Selected excerpt
⟨

Bug 1926579

Summary: Setting .spec.policy is deprecated and will be removed eventually. Please use .spec.profile instead is being logged every 3 seconds in scheduler operator log
Product: OpenShift Container Platform Reporter: RamaKasturi <knarra>
Component: kube-schedulerAssignee: Mike Dame <mdame>
Status: CLOSED ERRATA QA Contact: RamaKasturi <knarra>
Severity: medium Docs Contact:
Priority: medium    
Version: 4.7CC: aos-bugs, mfojtik
Target Milestone: ---   
Target Release: 4.8.0   
Hardware: Unspecified   
OS: Unspecified   
Whiteboard:
Fixed In Version: Doc Type: No Doc Update
Doc Text:
Story Points: ---
Clone Of: Environment:
Last Closed: 2021-07-27 22:42:29 UTC Type: Bug
Regression: --- Mount Type: ---
Documentation: --- CRM:
Verified Versions: Category: ---
oVirt Team: --- RHEL 7.3 requirements from Atomic Host:
Cloudforms Team: --- Target Upstream Version:
Embargoed:

Description RamaKasturi 2021-02-09 05:58:53 UTC
Description of problem:
When spec.policy is set i see that deprecation message about this is logged every 3 seconds in scheduler operator logs even when the cluster is idle

Version-Release number of selected component (if applicable):
4.7.0-0.nightly-2021-02-06-084550

How reproducible:
Always

Steps to Reproduce:
Create policy.cfg with the contents below
Cat policy.cfg
{
"kind" : "Policy",
"apiVersion" : "v1",
"predicates" : [
{"name" : "HostName"}
],
"priorities" : [ 
]
}

Run the command to create configmap “oc create configmap scheduler-policy --from-file=policy.cfg=/tmp/policy.cfg -n openshift-config”

⟩

[Saved entries]
⟨

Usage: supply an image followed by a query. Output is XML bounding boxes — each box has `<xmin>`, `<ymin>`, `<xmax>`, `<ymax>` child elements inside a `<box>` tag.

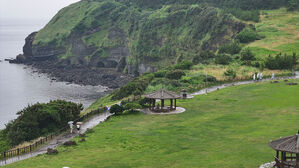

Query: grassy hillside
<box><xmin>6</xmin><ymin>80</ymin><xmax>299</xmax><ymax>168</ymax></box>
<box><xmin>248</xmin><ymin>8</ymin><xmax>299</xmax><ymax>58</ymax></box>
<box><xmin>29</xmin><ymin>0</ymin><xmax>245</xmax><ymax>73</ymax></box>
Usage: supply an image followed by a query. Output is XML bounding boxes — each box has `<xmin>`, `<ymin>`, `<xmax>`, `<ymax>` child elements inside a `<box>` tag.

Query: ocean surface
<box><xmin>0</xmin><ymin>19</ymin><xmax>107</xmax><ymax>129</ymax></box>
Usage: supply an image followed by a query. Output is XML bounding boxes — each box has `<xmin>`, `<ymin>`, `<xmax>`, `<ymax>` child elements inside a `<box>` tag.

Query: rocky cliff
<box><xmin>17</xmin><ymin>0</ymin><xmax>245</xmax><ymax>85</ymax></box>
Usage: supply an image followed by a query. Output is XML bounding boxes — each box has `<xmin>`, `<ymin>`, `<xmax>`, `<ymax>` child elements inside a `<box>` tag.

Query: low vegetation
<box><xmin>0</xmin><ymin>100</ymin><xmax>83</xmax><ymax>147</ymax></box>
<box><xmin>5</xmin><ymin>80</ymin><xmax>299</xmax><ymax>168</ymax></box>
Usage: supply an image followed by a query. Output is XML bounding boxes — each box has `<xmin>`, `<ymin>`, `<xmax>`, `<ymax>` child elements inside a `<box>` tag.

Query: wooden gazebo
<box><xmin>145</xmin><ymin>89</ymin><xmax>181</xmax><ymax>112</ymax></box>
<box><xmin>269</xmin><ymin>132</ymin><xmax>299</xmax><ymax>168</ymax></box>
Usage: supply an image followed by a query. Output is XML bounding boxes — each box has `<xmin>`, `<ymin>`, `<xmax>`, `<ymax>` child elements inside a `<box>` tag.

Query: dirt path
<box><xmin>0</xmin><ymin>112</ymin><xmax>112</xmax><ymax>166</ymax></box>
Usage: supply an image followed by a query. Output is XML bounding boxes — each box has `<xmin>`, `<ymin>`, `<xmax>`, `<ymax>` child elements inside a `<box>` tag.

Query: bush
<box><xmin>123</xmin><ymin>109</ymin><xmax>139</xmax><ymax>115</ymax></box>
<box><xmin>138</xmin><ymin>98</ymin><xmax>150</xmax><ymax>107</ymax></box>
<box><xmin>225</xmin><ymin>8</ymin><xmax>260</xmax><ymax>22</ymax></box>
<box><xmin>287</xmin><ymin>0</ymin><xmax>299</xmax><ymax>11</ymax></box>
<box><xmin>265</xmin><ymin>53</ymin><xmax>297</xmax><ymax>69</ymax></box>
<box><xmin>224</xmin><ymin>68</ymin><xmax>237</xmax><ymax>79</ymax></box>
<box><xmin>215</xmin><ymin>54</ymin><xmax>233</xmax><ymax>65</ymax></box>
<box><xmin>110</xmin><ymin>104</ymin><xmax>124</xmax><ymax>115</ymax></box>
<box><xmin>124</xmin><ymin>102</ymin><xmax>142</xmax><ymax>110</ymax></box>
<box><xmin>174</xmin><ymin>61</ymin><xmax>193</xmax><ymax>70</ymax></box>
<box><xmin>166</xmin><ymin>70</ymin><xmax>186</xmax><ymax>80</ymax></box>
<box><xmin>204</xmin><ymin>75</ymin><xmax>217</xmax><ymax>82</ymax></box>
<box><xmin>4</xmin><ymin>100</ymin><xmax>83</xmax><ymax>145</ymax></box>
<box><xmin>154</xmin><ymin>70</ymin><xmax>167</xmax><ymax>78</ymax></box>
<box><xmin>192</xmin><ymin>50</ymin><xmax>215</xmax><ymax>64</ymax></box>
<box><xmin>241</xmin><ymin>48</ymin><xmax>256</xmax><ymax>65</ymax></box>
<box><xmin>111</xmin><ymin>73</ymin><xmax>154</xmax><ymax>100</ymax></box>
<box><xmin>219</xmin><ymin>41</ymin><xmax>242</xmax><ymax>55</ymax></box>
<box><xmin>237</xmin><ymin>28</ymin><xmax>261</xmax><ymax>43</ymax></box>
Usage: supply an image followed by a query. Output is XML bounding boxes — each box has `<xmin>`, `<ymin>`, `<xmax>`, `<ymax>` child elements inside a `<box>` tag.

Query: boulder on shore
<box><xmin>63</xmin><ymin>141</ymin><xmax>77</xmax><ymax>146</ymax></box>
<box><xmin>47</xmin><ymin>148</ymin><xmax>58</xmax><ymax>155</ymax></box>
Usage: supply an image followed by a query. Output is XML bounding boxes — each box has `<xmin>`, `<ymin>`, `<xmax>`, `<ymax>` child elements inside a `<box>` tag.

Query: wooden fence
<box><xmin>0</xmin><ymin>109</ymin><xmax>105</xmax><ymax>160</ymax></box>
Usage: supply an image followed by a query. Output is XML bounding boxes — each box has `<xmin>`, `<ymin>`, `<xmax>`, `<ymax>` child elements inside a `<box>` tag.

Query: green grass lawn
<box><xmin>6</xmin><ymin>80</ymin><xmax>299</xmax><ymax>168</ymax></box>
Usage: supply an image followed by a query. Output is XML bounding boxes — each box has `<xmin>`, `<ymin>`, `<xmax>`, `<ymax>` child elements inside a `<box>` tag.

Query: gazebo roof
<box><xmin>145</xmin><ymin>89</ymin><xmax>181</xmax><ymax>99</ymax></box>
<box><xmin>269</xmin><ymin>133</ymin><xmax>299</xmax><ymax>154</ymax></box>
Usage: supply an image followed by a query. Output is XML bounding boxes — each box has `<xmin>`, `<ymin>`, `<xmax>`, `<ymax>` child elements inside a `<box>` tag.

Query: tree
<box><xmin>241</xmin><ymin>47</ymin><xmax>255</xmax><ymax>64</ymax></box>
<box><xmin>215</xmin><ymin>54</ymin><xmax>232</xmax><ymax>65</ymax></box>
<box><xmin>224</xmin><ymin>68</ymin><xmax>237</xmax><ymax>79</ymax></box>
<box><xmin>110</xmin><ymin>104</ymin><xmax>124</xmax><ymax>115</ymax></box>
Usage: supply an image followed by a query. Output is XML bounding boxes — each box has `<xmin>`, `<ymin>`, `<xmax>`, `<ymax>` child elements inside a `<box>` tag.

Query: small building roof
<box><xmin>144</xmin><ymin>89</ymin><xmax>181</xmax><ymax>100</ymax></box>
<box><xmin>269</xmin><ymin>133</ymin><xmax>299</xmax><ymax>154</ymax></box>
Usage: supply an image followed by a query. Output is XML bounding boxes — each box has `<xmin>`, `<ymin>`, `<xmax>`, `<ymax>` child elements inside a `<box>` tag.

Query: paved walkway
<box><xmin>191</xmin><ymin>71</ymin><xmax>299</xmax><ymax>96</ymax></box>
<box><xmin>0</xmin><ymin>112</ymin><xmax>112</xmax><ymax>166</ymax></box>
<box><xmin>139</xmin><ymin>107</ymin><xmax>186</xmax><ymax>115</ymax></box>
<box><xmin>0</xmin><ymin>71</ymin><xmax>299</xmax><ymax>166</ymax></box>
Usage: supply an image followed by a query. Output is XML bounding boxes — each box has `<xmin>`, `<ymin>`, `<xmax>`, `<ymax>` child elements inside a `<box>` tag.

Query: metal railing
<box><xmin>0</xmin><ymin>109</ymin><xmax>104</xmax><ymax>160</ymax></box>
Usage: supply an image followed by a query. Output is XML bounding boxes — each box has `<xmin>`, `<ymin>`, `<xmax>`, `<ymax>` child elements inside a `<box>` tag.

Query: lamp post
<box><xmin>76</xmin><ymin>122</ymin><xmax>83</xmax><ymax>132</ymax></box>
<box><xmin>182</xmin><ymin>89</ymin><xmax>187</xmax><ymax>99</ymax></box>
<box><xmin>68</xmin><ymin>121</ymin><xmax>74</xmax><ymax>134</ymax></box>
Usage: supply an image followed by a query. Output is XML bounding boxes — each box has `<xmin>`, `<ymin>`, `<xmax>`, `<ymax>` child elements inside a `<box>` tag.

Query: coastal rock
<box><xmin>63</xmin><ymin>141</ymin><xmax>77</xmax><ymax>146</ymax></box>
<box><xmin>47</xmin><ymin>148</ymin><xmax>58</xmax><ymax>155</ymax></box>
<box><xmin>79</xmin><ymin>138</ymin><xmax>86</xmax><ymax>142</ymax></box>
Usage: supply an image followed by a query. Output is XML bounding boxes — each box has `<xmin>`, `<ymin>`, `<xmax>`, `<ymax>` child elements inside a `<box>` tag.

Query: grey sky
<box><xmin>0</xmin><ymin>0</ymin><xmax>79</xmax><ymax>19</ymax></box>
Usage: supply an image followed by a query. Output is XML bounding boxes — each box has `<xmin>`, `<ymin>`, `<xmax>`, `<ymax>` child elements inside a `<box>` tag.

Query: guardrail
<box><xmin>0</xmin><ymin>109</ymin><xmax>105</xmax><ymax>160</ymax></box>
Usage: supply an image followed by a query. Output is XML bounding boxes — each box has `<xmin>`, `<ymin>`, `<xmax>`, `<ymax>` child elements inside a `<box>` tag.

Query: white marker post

⟩

What you will do
Pick up the bug report on the repeated scheduler deprecation message right after its last sentence and carry it forward.

Final answer
Run the command to patch scheduler cluster “oc patch Scheduler cluster --type='merge' -p '{"spec":{"policy":{"name":"scheduler-policy"}}}' --type=merge”
Wait for kube-scheduler pods to restart
Now check the scheduler operator logs

Actual Results:
We see that deprecated message about spec.policy is being logged every 3 seconds in the logs.

Expected Results:
Message should not be logged every 3 seconds i.e frequency should be lesser.

Additional Info:
snippet of logs: http://pastebin.test.redhat.com/938160

Comment 1 Maciej Szulik 2021-02-09 09:43:41 UTC
Mike, maybe we could suppress that message somehow and not print it that frequently.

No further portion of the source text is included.